Repita na íntegra somente as linhas que vão da linha que contém "the bird in" até o fim do material, com ambas as pontas incluídas. Nas respostas, desloque em 124 cada número das coordenadas.
#####
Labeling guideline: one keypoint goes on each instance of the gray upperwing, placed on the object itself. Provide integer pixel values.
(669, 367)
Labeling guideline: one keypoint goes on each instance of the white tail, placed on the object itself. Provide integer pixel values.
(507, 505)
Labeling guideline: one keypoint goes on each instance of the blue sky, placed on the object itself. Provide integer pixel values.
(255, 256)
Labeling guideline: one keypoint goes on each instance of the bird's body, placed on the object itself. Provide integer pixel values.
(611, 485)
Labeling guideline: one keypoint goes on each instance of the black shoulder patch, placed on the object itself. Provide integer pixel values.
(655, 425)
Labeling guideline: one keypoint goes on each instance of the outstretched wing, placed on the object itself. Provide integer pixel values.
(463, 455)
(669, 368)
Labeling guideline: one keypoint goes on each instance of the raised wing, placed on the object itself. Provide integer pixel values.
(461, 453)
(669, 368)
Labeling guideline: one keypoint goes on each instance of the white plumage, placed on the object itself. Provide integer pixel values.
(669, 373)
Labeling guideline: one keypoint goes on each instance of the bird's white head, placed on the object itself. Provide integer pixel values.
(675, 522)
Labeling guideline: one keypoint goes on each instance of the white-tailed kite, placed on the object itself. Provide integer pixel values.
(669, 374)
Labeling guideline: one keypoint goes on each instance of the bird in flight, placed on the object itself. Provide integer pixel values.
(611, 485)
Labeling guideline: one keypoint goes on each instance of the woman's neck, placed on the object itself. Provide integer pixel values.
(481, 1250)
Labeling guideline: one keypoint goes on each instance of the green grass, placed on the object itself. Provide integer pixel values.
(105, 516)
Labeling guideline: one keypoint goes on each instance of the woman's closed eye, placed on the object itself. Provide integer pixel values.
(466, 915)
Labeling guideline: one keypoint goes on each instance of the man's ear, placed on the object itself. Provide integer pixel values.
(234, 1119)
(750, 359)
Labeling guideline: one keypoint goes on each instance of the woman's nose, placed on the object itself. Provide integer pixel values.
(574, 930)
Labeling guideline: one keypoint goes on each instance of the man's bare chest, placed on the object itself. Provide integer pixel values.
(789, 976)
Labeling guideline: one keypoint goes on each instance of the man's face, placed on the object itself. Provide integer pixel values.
#####
◆ **Tarefa concluída**:
Labeling guideline: one keypoint goes on each instance of the bird in flight, placed on the object itself. Provide integer pixel values.
(735, 609)
Labeling guideline: one keypoint goes on each instance of the woman's neck, placed on the object itself. Provide integer pixel values.
(605, 1374)
Labeling guideline: one keypoint goes on each instance of the green grass, placed on the object itself. Provide integer pixel values.
(229, 640)
Labeling guideline: one keypoint goes on each instance of the woman's closed eye, placed on the object itself. Provide integer pixel values.
(590, 1039)
Labeling guideline: one keypoint goes on each instance of the man's ear, placed on the object itself. Provide integer pixel values.
(358, 1243)
(874, 483)
Labeling guideline: one keypoint goes on each instance of the woman's nose, placed on the object itself. Provide integer pixel values.
(698, 1054)
Labeling guideline: one keypoint goes on each instance of the man's bare chest, placed on the object itself. Provide integer pixel values.
(913, 1100)
Labeling guideline: one keypoint goes on each instance of the man's face, placed on the object itself. Provide integer pixel values.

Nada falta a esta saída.